- **Work instructions**
Could you format only the rows starting at the line containing "One point per instance, written like point(420, 41)" and ending at the line containing "point(185, 149)" as a two-column CSV with the headers request and answer? Put each request on its own CSV line, with its text and its answer each in one quoted field and any line breaks replaced by spaces.

- **Extracted records**
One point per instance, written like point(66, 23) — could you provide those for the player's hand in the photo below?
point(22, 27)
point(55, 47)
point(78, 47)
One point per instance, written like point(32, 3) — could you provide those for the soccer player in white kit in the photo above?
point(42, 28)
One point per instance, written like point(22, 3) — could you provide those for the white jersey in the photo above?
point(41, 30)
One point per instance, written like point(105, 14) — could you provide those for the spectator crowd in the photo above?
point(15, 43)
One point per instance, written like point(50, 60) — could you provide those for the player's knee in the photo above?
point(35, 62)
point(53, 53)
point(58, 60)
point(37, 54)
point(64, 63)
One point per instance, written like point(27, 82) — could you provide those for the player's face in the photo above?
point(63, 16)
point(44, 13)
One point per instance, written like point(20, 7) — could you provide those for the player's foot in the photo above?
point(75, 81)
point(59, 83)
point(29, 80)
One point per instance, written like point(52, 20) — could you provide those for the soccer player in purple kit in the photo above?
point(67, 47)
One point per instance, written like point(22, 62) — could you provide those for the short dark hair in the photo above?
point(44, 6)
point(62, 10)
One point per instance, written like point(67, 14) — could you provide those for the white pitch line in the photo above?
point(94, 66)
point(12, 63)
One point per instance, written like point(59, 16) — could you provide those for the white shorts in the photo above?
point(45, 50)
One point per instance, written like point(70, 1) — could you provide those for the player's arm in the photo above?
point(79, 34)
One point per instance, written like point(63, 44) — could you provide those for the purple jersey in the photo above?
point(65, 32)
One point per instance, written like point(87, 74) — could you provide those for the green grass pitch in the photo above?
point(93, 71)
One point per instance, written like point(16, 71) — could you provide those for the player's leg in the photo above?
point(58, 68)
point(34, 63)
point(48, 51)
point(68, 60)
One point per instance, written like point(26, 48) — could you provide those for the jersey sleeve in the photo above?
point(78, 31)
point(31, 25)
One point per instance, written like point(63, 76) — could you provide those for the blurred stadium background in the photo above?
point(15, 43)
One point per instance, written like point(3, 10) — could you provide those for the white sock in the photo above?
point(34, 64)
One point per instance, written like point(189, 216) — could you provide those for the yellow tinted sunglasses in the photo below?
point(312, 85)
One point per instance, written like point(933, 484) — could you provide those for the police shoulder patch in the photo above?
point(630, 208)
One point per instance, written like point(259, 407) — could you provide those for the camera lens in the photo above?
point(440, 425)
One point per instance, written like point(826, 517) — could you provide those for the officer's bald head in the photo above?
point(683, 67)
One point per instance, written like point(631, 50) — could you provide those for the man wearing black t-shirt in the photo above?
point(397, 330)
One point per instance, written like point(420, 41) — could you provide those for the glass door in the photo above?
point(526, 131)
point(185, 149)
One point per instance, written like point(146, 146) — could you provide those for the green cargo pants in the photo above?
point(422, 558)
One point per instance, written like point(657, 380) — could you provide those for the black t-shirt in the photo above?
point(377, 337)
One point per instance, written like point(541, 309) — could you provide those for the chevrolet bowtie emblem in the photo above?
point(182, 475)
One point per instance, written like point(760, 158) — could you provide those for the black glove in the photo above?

- **Output for this task**
request,answer
"One point per instance, written like point(420, 41) — could you provide those for the glass door in the photo above?","point(526, 131) point(185, 149)"